§ PROBLEM DESCRIPTION: Copy the entries below word for word, starting at their very first line and ending at the line that contains "MULTIPOLYGON (((191 239, 204", with that line included. Leave the pictures out.

§ RECORDS FOR THE TASK:
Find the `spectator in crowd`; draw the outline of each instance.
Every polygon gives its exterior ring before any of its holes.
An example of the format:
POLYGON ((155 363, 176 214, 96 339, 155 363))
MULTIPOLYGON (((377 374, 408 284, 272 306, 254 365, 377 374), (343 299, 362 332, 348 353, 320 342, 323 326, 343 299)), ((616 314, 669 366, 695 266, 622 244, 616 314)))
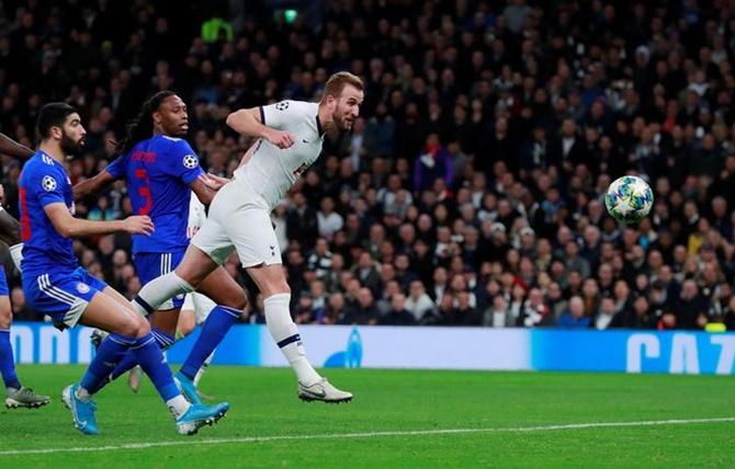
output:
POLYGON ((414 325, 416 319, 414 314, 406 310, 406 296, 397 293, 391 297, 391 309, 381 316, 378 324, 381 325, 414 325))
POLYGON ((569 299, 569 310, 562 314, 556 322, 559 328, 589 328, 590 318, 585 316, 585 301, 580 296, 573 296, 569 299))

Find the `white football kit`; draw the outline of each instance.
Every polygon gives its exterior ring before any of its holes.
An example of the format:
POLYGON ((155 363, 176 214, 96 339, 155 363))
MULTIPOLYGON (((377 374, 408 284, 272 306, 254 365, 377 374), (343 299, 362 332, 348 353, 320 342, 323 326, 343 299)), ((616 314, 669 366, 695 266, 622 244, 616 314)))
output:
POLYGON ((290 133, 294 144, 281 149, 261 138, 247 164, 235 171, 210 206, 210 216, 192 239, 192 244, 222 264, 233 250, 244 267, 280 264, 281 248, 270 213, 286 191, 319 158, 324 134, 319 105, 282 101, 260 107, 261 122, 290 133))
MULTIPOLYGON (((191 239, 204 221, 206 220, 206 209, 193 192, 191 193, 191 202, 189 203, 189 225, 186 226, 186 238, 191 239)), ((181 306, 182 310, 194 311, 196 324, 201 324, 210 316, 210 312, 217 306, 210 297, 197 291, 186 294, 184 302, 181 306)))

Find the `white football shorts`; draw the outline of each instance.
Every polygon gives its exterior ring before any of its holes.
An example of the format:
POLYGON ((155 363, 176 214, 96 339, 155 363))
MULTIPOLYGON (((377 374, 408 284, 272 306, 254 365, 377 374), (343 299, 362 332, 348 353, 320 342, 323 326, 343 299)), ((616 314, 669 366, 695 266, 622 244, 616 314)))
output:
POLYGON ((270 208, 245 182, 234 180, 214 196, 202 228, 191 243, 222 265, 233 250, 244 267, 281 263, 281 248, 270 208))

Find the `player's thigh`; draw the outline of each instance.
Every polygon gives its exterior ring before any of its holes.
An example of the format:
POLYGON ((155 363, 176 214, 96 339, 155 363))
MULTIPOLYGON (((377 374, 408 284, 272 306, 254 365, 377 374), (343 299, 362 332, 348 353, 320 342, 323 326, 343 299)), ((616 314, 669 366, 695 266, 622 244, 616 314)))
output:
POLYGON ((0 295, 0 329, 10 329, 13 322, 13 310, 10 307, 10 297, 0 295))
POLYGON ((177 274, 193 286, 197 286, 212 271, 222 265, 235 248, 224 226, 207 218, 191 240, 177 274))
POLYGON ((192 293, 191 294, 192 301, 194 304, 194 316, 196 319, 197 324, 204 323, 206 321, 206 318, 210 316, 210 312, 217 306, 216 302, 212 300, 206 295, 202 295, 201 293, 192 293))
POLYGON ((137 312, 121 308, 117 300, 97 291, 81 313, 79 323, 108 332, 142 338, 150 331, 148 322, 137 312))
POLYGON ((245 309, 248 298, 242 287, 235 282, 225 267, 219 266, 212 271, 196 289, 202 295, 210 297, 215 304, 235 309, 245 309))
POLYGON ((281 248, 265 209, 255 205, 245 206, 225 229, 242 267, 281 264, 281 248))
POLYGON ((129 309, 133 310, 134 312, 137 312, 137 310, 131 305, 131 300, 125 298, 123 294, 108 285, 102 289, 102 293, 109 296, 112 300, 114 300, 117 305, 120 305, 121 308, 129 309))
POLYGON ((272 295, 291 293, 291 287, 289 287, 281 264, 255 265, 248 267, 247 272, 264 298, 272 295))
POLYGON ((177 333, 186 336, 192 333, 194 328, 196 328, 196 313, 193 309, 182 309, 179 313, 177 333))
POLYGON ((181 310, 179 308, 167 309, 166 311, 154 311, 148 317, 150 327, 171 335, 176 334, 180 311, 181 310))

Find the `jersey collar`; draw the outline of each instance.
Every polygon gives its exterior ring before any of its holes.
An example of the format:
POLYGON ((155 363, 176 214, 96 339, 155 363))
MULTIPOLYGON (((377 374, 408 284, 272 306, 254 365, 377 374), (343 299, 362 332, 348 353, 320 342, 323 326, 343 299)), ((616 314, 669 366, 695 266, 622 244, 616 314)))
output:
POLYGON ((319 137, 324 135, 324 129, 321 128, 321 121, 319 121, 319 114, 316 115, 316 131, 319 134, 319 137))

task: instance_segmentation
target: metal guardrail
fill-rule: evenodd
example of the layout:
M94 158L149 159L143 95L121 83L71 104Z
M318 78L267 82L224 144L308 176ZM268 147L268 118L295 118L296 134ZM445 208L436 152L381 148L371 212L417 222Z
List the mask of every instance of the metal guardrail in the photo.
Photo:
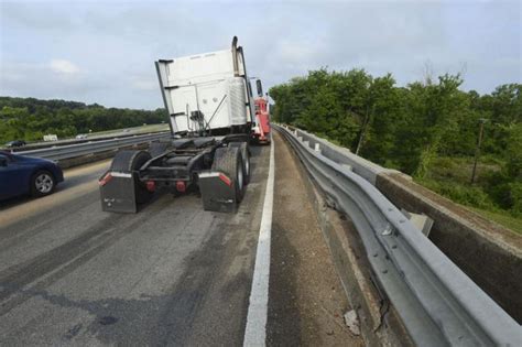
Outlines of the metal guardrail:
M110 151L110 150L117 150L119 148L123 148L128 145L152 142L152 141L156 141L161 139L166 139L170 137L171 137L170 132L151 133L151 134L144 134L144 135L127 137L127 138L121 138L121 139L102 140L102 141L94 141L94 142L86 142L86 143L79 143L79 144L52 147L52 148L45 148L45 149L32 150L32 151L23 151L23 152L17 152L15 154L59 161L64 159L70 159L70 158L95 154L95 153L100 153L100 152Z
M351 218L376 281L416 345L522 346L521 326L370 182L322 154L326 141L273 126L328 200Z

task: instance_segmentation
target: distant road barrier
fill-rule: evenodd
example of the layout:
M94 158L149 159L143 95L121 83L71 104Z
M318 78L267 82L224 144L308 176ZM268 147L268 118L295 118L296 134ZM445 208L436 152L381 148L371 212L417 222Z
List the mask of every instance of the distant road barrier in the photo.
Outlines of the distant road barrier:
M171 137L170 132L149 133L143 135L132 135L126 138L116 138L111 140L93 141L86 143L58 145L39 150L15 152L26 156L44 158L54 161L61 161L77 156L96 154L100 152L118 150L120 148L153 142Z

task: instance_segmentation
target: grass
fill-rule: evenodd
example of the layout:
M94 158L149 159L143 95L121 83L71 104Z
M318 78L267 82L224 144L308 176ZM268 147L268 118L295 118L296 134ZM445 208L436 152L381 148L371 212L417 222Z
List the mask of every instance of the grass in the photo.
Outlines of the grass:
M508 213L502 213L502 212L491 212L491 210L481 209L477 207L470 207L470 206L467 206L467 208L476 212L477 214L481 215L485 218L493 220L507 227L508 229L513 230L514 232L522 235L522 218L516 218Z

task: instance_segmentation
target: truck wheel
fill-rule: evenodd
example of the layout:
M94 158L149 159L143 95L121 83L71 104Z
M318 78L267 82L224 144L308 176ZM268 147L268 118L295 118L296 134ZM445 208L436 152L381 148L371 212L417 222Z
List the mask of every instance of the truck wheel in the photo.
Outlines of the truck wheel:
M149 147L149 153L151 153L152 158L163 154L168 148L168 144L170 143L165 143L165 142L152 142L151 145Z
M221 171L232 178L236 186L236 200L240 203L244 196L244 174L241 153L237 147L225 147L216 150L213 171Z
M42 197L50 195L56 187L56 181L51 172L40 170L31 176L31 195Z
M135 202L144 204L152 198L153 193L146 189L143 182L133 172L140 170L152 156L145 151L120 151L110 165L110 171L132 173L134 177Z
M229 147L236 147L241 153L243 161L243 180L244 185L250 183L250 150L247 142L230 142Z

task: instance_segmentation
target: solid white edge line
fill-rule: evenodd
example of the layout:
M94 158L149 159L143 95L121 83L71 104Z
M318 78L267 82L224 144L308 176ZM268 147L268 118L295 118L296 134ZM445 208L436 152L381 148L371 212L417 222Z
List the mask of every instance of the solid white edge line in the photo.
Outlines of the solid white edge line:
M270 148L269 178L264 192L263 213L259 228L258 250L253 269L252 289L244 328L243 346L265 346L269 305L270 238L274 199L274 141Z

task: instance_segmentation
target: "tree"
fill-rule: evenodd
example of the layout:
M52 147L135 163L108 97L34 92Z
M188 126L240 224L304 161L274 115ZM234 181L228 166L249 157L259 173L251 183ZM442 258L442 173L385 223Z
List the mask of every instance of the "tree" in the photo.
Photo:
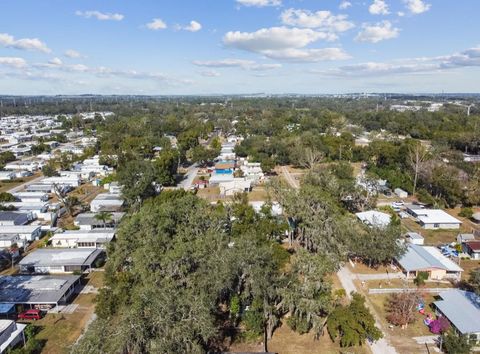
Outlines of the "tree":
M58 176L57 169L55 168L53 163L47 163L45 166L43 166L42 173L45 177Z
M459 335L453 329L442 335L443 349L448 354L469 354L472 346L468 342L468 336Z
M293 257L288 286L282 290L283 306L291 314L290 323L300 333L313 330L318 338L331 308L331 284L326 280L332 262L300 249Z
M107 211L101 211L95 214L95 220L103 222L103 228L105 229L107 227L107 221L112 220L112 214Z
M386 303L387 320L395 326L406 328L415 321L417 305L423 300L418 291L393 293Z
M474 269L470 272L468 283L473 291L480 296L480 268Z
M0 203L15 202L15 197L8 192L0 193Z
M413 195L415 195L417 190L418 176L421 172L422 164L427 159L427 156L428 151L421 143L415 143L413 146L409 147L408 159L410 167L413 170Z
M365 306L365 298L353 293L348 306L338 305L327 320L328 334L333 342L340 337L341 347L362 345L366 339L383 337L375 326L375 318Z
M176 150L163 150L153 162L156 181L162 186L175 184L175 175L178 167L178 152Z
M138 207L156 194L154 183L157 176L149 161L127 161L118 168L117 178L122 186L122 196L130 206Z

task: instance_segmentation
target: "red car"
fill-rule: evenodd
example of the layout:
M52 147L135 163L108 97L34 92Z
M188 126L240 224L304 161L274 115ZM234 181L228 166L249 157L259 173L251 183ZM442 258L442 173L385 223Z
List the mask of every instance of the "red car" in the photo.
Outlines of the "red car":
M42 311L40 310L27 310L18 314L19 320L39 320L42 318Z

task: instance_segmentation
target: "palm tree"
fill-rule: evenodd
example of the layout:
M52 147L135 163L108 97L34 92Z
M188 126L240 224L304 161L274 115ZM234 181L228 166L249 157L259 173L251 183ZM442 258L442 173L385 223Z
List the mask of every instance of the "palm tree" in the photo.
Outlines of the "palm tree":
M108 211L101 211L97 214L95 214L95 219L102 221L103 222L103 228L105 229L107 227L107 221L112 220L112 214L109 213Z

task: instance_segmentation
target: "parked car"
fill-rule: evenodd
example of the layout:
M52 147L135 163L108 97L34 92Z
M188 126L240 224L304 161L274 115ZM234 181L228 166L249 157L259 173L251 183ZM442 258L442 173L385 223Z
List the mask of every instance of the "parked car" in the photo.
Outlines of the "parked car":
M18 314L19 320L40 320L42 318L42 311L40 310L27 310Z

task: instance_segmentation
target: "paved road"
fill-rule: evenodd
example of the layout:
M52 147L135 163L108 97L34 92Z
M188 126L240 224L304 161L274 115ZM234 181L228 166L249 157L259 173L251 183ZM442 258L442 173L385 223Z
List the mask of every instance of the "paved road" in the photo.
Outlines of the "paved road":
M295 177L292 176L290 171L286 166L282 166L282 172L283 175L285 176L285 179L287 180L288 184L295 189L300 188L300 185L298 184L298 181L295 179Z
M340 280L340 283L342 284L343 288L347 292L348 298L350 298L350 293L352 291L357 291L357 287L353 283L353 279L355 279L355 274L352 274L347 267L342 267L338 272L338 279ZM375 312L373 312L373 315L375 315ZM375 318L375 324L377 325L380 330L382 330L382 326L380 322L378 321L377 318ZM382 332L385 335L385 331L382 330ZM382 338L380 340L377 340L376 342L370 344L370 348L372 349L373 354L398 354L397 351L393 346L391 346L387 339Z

§ EXERCISE ANSWER:
Find the `spectator in crowd`; draw the outline of each instance.
Every polygon gives its exterior ring before any of its holes.
An example of the format:
POLYGON ((155 363, 176 214, 96 339, 155 363))
MULTIPOLYGON (((377 374, 408 284, 272 306, 254 365, 377 374), (343 299, 362 332, 348 353, 320 342, 323 326, 343 299)), ((616 314, 669 366, 695 266, 622 244, 616 314)))
output:
POLYGON ((414 325, 416 319, 414 314, 406 310, 406 296, 397 293, 391 297, 391 309, 381 316, 378 324, 381 325, 414 325))
POLYGON ((569 299, 569 310, 562 314, 556 322, 559 328, 589 328, 590 318, 585 316, 585 301, 580 296, 573 296, 569 299))

Find the `white football kit`; draw the outline of each instance.
Every polygon gives its exterior ring before any of its holes.
An example of the format:
POLYGON ((155 363, 176 214, 96 339, 155 363))
MULTIPOLYGON (((377 374, 408 284, 272 306, 254 365, 377 374), (343 299, 362 332, 348 353, 320 342, 323 326, 343 299)), ((616 314, 669 366, 695 266, 622 244, 616 314)))
output:
POLYGON ((290 133, 294 144, 281 149, 261 138, 247 164, 235 171, 210 206, 210 216, 192 239, 192 244, 222 264, 233 250, 244 267, 280 264, 281 248, 270 213, 286 191, 319 158, 324 134, 319 105, 282 101, 260 107, 261 122, 290 133))
MULTIPOLYGON (((191 239, 204 221, 206 220, 206 209, 193 192, 191 193, 191 202, 189 203, 189 225, 186 226, 186 238, 191 239)), ((181 306, 182 310, 194 311, 196 324, 201 324, 210 316, 210 312, 217 306, 210 297, 197 291, 186 294, 184 302, 181 306)))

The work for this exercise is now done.